* **Task to carry out**: Produce an exact copy of the first line of the data below and each line after it, please, up to and including the one with "Trace the outline of each instance of the **cave".

[Saved data entries]

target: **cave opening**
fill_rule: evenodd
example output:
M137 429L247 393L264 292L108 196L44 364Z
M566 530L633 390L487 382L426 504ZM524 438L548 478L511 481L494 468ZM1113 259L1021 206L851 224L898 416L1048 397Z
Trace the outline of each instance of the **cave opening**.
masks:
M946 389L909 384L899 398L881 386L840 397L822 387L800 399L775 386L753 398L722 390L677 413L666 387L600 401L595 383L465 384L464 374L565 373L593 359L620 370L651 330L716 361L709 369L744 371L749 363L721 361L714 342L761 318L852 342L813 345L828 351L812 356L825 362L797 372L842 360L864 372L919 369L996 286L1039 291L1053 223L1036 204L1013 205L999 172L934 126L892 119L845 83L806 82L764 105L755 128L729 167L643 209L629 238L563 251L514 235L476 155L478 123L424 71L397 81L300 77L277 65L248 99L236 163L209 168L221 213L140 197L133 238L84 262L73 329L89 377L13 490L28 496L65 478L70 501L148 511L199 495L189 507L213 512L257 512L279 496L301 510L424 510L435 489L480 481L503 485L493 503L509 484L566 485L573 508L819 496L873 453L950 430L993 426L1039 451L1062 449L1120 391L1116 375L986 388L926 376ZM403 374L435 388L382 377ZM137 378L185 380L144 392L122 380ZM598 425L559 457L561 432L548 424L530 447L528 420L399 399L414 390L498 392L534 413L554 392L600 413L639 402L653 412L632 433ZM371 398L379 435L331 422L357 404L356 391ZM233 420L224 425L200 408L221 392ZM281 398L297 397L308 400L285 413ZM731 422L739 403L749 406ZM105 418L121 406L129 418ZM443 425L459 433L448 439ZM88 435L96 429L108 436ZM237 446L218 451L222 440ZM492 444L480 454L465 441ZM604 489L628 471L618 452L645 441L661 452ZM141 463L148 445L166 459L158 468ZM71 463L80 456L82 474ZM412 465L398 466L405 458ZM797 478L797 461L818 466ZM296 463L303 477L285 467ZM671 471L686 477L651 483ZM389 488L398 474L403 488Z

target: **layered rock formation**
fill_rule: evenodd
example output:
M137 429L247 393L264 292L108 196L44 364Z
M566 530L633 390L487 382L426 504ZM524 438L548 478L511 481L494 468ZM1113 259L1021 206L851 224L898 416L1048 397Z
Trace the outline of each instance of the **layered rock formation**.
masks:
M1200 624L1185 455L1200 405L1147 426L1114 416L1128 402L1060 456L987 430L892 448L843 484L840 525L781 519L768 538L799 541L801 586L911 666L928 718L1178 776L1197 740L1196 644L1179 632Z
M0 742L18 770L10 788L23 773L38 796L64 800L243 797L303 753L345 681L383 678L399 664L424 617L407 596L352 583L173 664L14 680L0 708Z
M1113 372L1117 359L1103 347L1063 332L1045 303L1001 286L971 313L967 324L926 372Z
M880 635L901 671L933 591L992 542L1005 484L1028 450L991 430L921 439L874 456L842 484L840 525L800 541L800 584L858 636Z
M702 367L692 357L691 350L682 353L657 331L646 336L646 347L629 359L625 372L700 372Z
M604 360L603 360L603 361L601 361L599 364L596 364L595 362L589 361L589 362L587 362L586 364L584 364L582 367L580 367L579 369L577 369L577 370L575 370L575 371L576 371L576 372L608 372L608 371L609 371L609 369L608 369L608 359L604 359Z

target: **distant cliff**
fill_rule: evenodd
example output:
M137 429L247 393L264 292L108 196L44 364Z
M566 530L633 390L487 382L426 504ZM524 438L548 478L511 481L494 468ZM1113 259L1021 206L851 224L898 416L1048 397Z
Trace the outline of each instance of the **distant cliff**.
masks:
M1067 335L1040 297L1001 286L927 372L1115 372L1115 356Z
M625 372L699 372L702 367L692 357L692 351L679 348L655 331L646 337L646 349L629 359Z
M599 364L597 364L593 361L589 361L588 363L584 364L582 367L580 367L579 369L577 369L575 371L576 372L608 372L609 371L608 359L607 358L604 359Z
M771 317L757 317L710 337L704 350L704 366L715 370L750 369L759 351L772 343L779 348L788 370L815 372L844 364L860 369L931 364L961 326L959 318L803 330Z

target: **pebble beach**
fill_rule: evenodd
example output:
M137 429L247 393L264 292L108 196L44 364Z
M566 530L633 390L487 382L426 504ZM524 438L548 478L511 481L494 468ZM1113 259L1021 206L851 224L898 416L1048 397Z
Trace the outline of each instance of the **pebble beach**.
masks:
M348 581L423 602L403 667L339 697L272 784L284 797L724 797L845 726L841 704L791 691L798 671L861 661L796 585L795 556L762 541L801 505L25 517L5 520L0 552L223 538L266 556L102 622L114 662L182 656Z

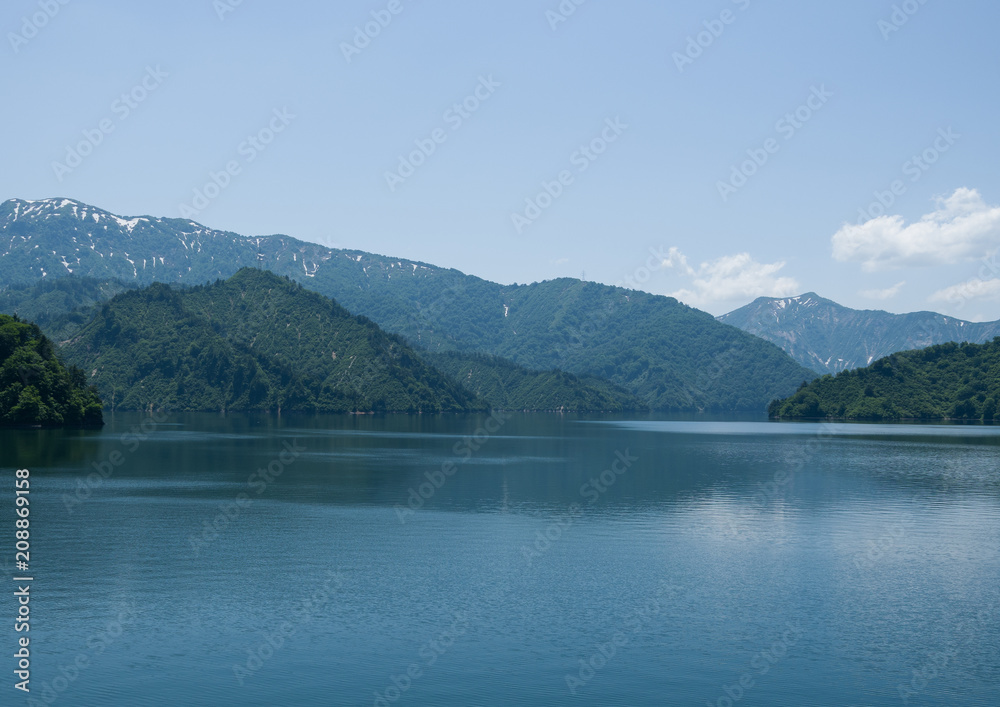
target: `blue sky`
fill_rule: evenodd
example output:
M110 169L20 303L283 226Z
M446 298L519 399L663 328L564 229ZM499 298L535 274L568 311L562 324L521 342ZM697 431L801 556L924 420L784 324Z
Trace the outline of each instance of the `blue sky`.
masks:
M1000 318L995 3L64 2L0 13L0 198Z

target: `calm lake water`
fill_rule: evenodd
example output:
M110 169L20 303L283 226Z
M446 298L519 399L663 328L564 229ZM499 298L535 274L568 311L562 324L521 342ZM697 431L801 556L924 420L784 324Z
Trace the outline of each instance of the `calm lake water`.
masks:
M0 432L2 704L1000 704L997 427L108 423Z

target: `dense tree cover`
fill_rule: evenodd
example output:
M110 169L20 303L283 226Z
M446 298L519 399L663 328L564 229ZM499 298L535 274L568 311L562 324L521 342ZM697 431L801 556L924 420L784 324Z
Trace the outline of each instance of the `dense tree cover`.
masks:
M98 303L130 289L136 289L136 286L117 280L100 281L77 277L42 280L33 285L14 285L0 292L0 311L20 310L37 313L44 322L43 329L48 334L71 337L94 317L100 309L97 306ZM208 301L203 301L205 291L206 288L193 288L192 290L178 290L177 294L186 303L184 306L190 308L196 303L199 311L211 319L213 317L211 304L218 304L221 300L215 296L210 297ZM263 306L264 300L253 296L251 299L262 306L245 310L243 316L248 321L240 322L240 327L235 330L237 338L239 330L246 330L246 325L249 324L251 329L256 330L263 324L259 320L266 311L266 307ZM216 321L231 321L231 318L225 316L224 313L220 316L220 313L215 312L214 318ZM257 321L254 321L255 319ZM310 325L311 321L307 322L306 331L303 332L305 336L309 337L310 340L313 340L317 335L322 338L322 332L315 331L315 327ZM191 336L192 332L187 332L187 335ZM265 339L260 341L262 342L261 346L263 346ZM248 342L230 343L239 348L240 345L246 346ZM260 349L261 346L257 348ZM73 351L75 348L73 346L68 350ZM153 351L148 352L148 356L153 356L153 353ZM268 348L265 353L267 355L273 354L280 359L284 352L271 351ZM644 407L634 396L609 381L595 376L581 378L558 370L531 371L509 360L486 354L420 352L419 356L488 405L498 409L623 411ZM138 360L144 361L145 357L140 357ZM238 361L238 366L254 368L250 359L245 357L240 358L239 355L236 355L233 361ZM306 371L315 365L316 362L310 360L308 355L294 361L293 364L297 370L301 368L301 370ZM246 378L247 374L244 374L243 377ZM239 385L236 387L239 388ZM114 388L108 392L109 404L115 407L121 407L122 404L125 407L137 405L146 407L146 405L136 403L132 399L134 396L125 398L126 402L121 403L123 398ZM195 407L207 406L208 409L225 407L223 401L225 396L214 384L207 386L202 393L211 402L200 402ZM249 396L249 393L244 396L241 392L235 400L230 401L230 409L233 409L232 405L242 409L257 405L259 402L257 398ZM173 400L173 404L176 405L176 403L177 400Z
M260 267L433 352L487 353L606 378L656 410L764 410L814 374L669 297L561 279L500 285L426 263L69 200L0 204L0 285L48 273L197 284ZM64 263L68 265L64 265Z
M485 407L398 337L260 270L189 290L154 284L118 295L64 351L118 409Z
M64 341L90 321L93 308L135 284L90 277L46 278L0 290L0 312L34 322L55 341Z
M504 286L354 251L335 254L312 278L292 276L430 351L597 376L654 410L763 411L815 377L778 346L706 312L620 287L572 279Z
M101 400L36 324L0 314L0 425L101 425Z
M850 309L815 292L759 297L718 319L777 344L820 374L867 366L897 351L949 341L982 344L1000 335L1000 322L966 322L935 312Z
M446 352L423 356L498 410L624 412L644 407L618 386L594 376L531 371L487 354Z
M781 349L669 297L553 280L509 295L495 353L606 378L655 410L763 410L807 369Z
M904 351L825 375L768 408L772 418L1000 419L1000 337Z

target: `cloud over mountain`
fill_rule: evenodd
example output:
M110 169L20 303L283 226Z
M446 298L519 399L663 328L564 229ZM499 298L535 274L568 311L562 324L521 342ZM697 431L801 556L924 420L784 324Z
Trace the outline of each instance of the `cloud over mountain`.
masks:
M679 252L676 256L676 261L683 264L680 270L691 277L691 283L670 296L694 307L710 309L716 302L786 297L801 289L794 278L779 276L784 261L759 263L749 253L737 253L704 262L695 269Z

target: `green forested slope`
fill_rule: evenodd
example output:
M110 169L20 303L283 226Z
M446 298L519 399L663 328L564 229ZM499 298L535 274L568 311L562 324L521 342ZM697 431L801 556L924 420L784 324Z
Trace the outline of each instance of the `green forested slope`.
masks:
M404 342L273 273L118 295L63 349L121 409L439 412L481 403Z
M903 351L867 368L826 375L771 403L773 418L984 420L997 418L1000 337Z
M655 410L763 411L815 377L774 344L669 297L561 279L518 288L509 302L495 353L607 378Z
M634 396L596 377L564 371L532 371L486 354L424 354L438 370L500 410L624 412L643 409Z
M35 324L0 314L0 425L100 425L101 400Z
M135 288L120 280L46 278L0 289L0 312L34 322L53 340L63 341L90 320L95 305Z
M248 279L248 281L250 280ZM273 302L262 298L259 293L245 294L241 292L238 302L243 312L242 314L233 313L233 316L229 316L228 312L219 310L219 303L223 300L226 303L224 309L230 307L228 296L221 299L219 297L220 293L225 293L227 290L222 283L217 283L215 287L216 294L212 296L206 295L205 288L182 289L177 292L181 295L185 307L197 306L197 309L210 321L226 324L226 330L223 333L227 339L230 339L226 347L229 360L236 368L241 366L250 366L250 368L246 369L240 379L227 379L224 384L218 381L204 381L206 385L202 386L201 393L204 399L192 400L189 401L189 404L198 408L222 409L227 405L224 391L229 390L232 386L236 395L229 400L230 407L235 405L237 408L245 408L259 405L261 401L251 395L250 391L245 390L241 386L240 380L248 377L248 379L253 379L258 375L256 367L262 365L263 370L259 372L259 375L264 376L261 378L261 381L264 381L268 376L266 372L268 364L266 361L262 363L258 360L257 363L251 365L250 359L241 358L241 354L238 352L241 345L247 347L250 342L232 339L233 336L239 338L240 330L259 330L264 324L262 318L273 307ZM100 281L75 276L42 280L33 285L14 285L7 290L0 291L0 311L30 313L39 319L46 334L57 341L64 341L73 338L86 323L97 315L101 303L111 299L115 294L134 289L137 289L135 285L117 280ZM304 324L296 325L296 340L301 341L304 337L306 341L314 341L317 336L324 337L326 334L315 326L317 321L308 319ZM234 324L237 325L235 328L232 326ZM184 330L183 335L192 341L197 340L200 336L191 330ZM159 339L157 338L156 341L158 342ZM285 352L270 347L269 341L273 342L277 339L269 336L258 338L253 348L257 353L265 354L265 358L273 355L280 359ZM196 348L201 351L204 347ZM311 357L309 346L300 345L296 350L301 355L292 360L293 368L310 371L316 366L316 361ZM246 352L244 351L244 353ZM140 355L140 359L145 360L146 356L155 358L157 355L156 346L150 346L148 351ZM620 411L644 408L634 396L607 380L593 376L581 378L562 371L528 370L507 359L486 354L421 352L419 357L460 383L485 403L498 409ZM104 362L115 366L123 363L131 365L131 362L124 357L107 358L104 359ZM184 367L181 366L180 369L184 369ZM251 369L253 369L252 372L247 372ZM196 370L191 369L182 377L180 387L182 393L192 389L192 387L197 387L191 378L191 375L195 373ZM278 378L281 378L280 374ZM185 381L187 382L185 383ZM109 405L120 406L123 400L126 401L124 404L128 407L138 405L133 399L134 396L127 395L126 385L123 382L118 388L109 389ZM153 384L144 381L143 385ZM161 395L166 392L162 387L157 388L157 390L161 392ZM303 395L300 395L301 397ZM308 398L308 394L304 394L304 397Z

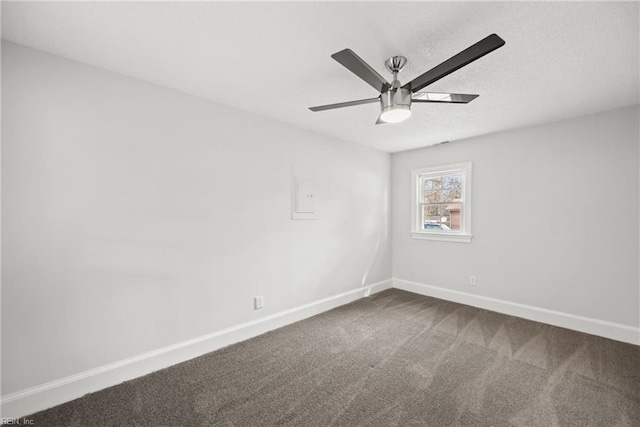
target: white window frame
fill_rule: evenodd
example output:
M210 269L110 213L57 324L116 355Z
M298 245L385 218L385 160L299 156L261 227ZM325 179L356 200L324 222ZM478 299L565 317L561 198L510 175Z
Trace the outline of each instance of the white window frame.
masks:
M454 172L462 172L462 223L456 231L423 230L420 222L422 215L422 197L420 181L423 177L442 176ZM440 240L446 242L470 243L471 234L471 162L454 163L443 166L432 166L411 171L411 237L414 239Z

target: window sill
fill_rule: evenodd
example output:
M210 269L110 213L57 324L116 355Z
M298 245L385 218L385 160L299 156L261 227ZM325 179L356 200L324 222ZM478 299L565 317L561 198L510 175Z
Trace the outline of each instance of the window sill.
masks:
M442 242L471 243L472 234L425 233L412 231L411 238L421 240L439 240Z

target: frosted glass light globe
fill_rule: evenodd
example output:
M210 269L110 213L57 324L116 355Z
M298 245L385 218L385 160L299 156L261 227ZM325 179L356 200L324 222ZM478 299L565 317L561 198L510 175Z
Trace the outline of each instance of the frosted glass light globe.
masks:
M380 120L385 123L398 123L407 120L411 116L411 107L408 105L395 105L387 108L380 114Z

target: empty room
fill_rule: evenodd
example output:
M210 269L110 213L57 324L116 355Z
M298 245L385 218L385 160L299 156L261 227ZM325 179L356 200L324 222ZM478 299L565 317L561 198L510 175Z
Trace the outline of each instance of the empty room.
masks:
M640 425L639 6L2 1L0 424Z

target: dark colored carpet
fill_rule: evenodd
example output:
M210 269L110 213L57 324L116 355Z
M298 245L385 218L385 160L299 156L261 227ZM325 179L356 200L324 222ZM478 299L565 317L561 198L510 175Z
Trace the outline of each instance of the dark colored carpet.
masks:
M640 426L640 347L391 289L37 426Z

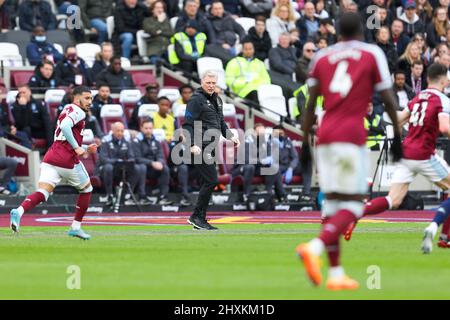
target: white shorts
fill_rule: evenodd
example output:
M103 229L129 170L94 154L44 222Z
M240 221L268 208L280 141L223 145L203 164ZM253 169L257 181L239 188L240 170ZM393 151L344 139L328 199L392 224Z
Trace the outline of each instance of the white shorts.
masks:
M39 182L48 183L53 187L56 187L60 182L64 182L77 190L83 190L89 185L90 178L81 162L76 164L73 169L61 168L42 162Z
M428 160L402 159L395 166L392 183L411 183L418 173L431 182L438 182L449 175L450 168L447 162L437 154L432 155Z
M317 170L322 192L349 195L368 191L367 147L352 143L317 146Z

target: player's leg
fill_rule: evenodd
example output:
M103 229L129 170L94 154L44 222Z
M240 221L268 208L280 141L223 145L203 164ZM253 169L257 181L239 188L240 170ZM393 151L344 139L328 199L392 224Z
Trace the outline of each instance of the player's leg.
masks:
M442 190L450 189L450 168L444 159L438 155L431 157L430 161L424 164L423 175L433 181ZM450 199L447 198L436 211L433 221L424 231L422 242L422 252L430 253L433 248L433 239L438 228L450 217Z
M79 195L75 207L75 217L68 232L71 237L77 237L83 240L89 240L90 235L81 229L81 223L86 211L89 207L92 195L92 185L89 174L84 168L83 163L78 163L73 169L68 170L65 174L68 183L78 189Z
M327 250L330 260L327 287L331 290L358 287L339 264L339 238L347 226L363 214L367 159L361 149L349 144L336 144L320 146L317 150L319 182L326 194L322 216L328 219L324 220L320 235L299 245L297 252L308 276L315 285L319 285L322 280L319 257Z
M12 209L10 212L10 226L14 232L19 231L22 215L25 212L32 210L40 203L47 201L50 193L53 192L53 189L60 181L61 177L54 166L45 162L41 163L38 189L28 195L19 207Z
M392 178L392 186L389 189L389 194L386 197L378 197L372 199L366 203L364 208L364 215L375 215L382 213L386 210L397 209L403 199L405 199L408 193L408 188L411 182L414 180L415 173L413 171L413 161L402 160L397 164ZM344 239L350 241L353 230L355 229L357 221L350 224L344 234Z

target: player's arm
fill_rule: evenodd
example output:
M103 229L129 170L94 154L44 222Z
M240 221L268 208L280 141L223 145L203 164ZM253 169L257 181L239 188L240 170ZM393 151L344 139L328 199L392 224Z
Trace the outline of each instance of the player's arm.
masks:
M394 129L394 140L391 145L391 152L394 157L394 162L399 161L403 156L402 151L402 139L401 139L401 132L400 132L400 126L399 121L397 118L397 111L398 110L398 103L397 99L395 98L394 91L392 88L384 89L380 91L381 100L384 103L385 110L389 117L392 120L392 125Z
M75 153L79 156L82 156L86 152L86 150L79 146L78 142L75 140L72 132L73 125L73 120L69 117L65 117L63 121L61 121L59 127L61 128L61 132L66 138L66 141L72 146L73 150L75 150Z
M441 112L438 115L439 118L439 131L447 136L450 137L450 116L446 112Z
M397 117L398 117L398 125L399 130L409 121L409 117L411 116L411 112L408 108L403 109L402 111L397 111Z

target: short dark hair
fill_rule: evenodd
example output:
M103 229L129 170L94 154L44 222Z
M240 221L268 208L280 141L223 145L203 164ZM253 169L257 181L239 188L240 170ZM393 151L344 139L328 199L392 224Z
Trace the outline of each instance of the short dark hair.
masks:
M122 63L122 58L120 56L118 56L118 55L113 55L111 57L111 59L109 60L109 63L112 64L115 60L119 60Z
M142 122L141 122L141 127L143 127L144 124L146 124L146 123L151 123L151 124L153 124L152 118L145 118L144 120L142 120Z
M253 42L249 38L246 38L246 39L244 39L242 41L242 47L244 47L244 44L246 44L246 43L251 43L252 46L255 47L255 45L253 44Z
M82 95L85 92L91 93L91 90L88 87L86 87L86 86L78 86L78 87L75 87L73 89L72 94L74 96L79 96L79 95Z
M423 66L422 60L413 61L413 63L411 64L411 68L414 68L414 66Z
M427 76L430 81L437 81L440 77L446 77L447 71L446 66L435 62L428 67Z
M103 88L103 87L107 87L108 89L111 90L111 88L105 83L97 85L97 90L100 90L100 88Z
M46 64L52 66L52 68L55 69L55 65L50 60L43 60L43 61L39 62L39 68L42 68Z
M362 34L362 23L359 14L345 12L339 20L339 30L344 38L354 38Z
M267 18L264 17L263 15L257 15L257 16L255 17L255 23L256 23L257 21L262 21L262 22L266 23L266 20L267 20Z
M178 88L178 91L179 91L180 93L182 93L183 90L186 89L186 88L189 88L189 89L191 89L192 91L194 91L194 88L192 88L192 86L191 86L190 84L183 84L181 87Z
M394 78L398 75L398 74L402 74L404 76L406 76L406 72L402 69L397 69L394 71Z
M161 102L161 101L163 101L163 100L167 100L167 101L169 101L169 103L171 103L170 99L167 98L166 96L161 96L161 97L159 97L158 100L156 100L156 101L159 103L159 102Z
M319 24L320 25L327 25L327 24L333 25L333 21L330 18L323 18L323 19L320 19Z

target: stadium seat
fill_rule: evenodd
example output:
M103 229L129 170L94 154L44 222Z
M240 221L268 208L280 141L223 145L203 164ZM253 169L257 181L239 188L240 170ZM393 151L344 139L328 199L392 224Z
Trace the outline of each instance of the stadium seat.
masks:
M259 104L263 107L263 112L276 122L280 122L281 116L287 117L286 99L280 97L266 97L259 100Z
M248 33L248 30L251 27L255 26L255 19L254 18L247 18L247 17L239 17L236 19L236 22L239 23L242 28L244 28L245 33Z
M64 49L62 45L60 45L59 43L54 43L53 46L55 47L56 50L58 50L59 53L61 53L62 55L64 54Z
M166 133L164 129L153 129L153 136L159 142L165 141L166 139Z
M163 96L169 98L169 100L173 103L180 98L180 91L178 90L178 88L161 88L158 92L158 98Z
M120 91L119 103L125 110L125 116L127 120L131 118L133 110L136 107L136 103L141 99L141 91L138 89L126 89Z
M6 103L8 105L12 105L14 102L16 102L16 96L19 93L17 90L10 90L6 94Z
M98 90L91 89L92 98L94 98L98 94Z
M100 110L103 132L108 133L114 122L122 122L126 127L126 119L120 104L105 104Z
M147 118L153 119L153 114L155 112L158 112L159 107L157 104L143 104L139 107L138 110L138 118L139 118L139 126L141 125L142 121Z
M83 144L94 143L94 132L91 129L83 130Z
M177 115L180 112L179 110L183 110L183 116L184 116L184 111L186 110L186 105L185 104L174 103L172 105L172 113L173 113L174 117L177 117Z
M50 109L50 118L52 121L56 120L58 114L58 107L64 98L66 91L63 89L48 89L45 92L44 101Z
M239 128L239 123L236 118L236 107L232 103L223 104L223 119L230 129Z
M130 68L131 67L131 61L128 58L121 57L120 63L122 64L122 68Z
M184 114L186 113L186 105L185 104L179 104L176 108L176 110L173 110L173 115L175 117L177 127L181 128L181 126L184 123Z
M172 30L175 30L177 21L178 21L178 16L170 18L170 26L172 27Z
M280 86L264 84L258 88L259 104L263 112L274 121L279 122L280 116L286 117L286 99Z
M22 84L27 84L30 78L33 76L33 70L11 70L10 72L10 85L11 88L17 88Z
M91 178L91 184L94 188L101 188L102 180L100 177L94 175L95 172L95 164L98 160L98 155L96 153L88 154L87 158L81 157L80 161L83 163L86 171Z
M292 120L295 120L295 118L292 115L294 114L294 111L297 108L297 98L296 97L289 98L288 105L289 105L289 116L291 117Z
M0 42L0 61L3 67L22 67L23 59L15 43Z
M153 73L148 70L128 70L133 78L136 89L139 89L142 94L145 93L145 87L149 84L156 84L156 78Z
M114 33L114 16L106 18L106 29L108 30L108 39L112 39Z
M200 78L208 70L213 70L218 73L219 78L217 79L217 85L226 89L227 85L225 82L225 69L223 68L222 60L213 57L202 57L197 60L197 70Z
M92 68L95 62L95 55L101 51L101 47L95 43L79 43L76 45L77 54L87 65Z
M11 30L5 33L0 33L0 42L9 42L16 44L19 47L18 53L22 57L26 57L27 45L30 42L30 33L24 30Z
M73 44L68 30L47 30L46 35L47 35L48 43L58 43L64 49L69 44ZM30 41L30 36L28 36L28 42L29 41Z
M150 38L150 35L146 33L144 30L139 30L136 33L136 43L138 46L138 53L141 58L147 58L147 41L146 39Z

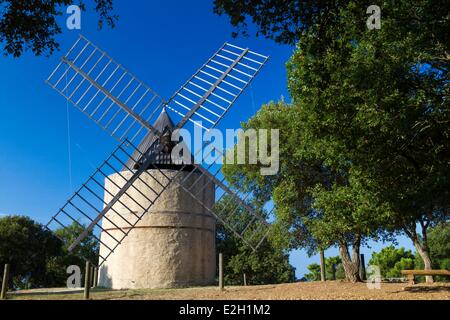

* **Completed exercise**:
target: **cave opening**
fill_rule: evenodd
example output:
M137 429L247 393L264 292L108 196L44 364Z
M566 530L633 390L487 382L426 504ZM524 438L548 478L511 481L494 468ZM1113 259L1021 206L851 224L898 416L1048 397Z
Trace the outline of each instance of the **cave opening**.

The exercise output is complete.